Starting at the beginning of the entries and ending at the line that contains "150 111 L 135", reproduce every line, requests included, and add -67 to each coordinate in the answer outlines.

* RECORDS PROVIDED
'''

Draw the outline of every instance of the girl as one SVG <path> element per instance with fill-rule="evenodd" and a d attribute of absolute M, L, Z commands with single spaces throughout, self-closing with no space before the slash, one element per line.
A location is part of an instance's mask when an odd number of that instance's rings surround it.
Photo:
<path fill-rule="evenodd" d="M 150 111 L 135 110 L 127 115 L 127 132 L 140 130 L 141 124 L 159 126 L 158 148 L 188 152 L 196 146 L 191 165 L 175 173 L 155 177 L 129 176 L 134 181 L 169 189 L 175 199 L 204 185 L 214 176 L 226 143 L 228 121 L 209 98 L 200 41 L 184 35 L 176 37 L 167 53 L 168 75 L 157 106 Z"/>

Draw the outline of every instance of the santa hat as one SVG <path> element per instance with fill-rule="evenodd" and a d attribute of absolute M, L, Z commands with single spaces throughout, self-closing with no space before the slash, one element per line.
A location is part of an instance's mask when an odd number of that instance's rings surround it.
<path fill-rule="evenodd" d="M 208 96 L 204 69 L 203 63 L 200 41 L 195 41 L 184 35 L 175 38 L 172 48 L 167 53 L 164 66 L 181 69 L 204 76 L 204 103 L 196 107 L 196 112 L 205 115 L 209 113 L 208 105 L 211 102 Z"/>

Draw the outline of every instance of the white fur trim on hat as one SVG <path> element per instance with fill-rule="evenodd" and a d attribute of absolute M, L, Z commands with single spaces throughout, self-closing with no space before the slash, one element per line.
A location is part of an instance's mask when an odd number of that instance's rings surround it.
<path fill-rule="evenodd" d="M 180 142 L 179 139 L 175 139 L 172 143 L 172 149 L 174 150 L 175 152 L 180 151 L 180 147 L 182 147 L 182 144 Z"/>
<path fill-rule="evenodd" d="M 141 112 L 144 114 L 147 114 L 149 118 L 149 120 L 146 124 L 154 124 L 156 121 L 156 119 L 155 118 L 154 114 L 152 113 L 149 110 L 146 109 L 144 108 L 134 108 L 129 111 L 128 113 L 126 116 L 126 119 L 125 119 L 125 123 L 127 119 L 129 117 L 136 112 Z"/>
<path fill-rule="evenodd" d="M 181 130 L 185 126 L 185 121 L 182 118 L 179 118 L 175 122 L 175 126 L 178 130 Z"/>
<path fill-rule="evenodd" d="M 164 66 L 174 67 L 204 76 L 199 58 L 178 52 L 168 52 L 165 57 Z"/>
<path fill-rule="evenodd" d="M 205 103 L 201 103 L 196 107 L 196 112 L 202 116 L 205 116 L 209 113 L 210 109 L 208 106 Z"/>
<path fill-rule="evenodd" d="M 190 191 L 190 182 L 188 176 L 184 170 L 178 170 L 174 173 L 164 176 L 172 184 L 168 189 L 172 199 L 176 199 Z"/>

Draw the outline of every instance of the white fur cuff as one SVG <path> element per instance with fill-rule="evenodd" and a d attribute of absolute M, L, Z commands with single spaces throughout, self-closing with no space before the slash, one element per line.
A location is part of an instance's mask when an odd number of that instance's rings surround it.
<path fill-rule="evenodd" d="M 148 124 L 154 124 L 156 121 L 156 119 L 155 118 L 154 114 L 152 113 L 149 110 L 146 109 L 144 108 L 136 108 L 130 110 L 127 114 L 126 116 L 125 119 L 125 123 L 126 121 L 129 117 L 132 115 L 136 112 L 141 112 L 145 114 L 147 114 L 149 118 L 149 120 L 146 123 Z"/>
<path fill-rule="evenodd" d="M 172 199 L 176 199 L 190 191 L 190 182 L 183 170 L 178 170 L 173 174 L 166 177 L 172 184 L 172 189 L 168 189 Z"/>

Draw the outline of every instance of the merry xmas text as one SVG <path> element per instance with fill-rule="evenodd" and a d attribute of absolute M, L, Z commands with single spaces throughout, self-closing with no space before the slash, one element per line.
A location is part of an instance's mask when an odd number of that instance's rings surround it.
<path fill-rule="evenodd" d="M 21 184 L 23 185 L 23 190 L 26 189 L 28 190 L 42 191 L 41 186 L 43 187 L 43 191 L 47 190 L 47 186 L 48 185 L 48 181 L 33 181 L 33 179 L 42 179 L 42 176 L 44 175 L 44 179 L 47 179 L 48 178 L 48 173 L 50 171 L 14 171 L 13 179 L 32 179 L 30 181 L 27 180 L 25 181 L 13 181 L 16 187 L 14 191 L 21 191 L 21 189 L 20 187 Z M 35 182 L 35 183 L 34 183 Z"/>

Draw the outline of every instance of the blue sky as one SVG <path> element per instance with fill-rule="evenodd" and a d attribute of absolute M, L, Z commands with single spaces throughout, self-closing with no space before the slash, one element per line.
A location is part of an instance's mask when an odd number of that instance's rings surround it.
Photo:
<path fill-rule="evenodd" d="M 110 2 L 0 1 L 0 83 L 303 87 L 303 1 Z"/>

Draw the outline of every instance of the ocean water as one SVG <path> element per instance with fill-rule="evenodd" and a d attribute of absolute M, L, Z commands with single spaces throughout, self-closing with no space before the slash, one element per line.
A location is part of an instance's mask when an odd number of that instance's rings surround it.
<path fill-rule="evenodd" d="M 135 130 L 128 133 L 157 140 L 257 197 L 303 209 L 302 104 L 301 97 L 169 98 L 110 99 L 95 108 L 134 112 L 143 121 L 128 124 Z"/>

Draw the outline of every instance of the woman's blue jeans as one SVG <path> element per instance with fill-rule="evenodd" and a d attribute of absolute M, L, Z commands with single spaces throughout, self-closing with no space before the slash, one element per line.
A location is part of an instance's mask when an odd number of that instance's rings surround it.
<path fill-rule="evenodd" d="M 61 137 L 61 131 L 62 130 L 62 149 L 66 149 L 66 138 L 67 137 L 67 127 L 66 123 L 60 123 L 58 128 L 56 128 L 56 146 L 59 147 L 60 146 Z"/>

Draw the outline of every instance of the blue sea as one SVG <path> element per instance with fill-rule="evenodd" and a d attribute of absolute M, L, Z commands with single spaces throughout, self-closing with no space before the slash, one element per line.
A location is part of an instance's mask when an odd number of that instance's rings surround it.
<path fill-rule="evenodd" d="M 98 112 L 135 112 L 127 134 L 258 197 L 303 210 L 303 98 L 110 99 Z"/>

'''

* FULL ANSWER
Draw the outline of every instance of the girl as one SVG <path> element per instance with fill-rule="evenodd" and a d attribute of absolute M, L, Z commands with single spaces throughout, self-closing with no space before the slash, one element per line.
A location is part of an instance's mask when an odd number of that instance's rings surround it.
Photo:
<path fill-rule="evenodd" d="M 83 44 L 68 43 L 60 48 L 60 65 L 73 63 L 74 57 L 92 59 L 91 81 L 121 85 L 129 79 L 124 98 L 108 106 L 88 110 L 62 109 L 67 114 L 102 122 L 108 132 L 137 118 L 147 109 L 159 76 L 161 54 L 142 31 L 133 -26 L 117 -32 L 109 -30 L 100 -14 L 101 8 L 90 39 Z"/>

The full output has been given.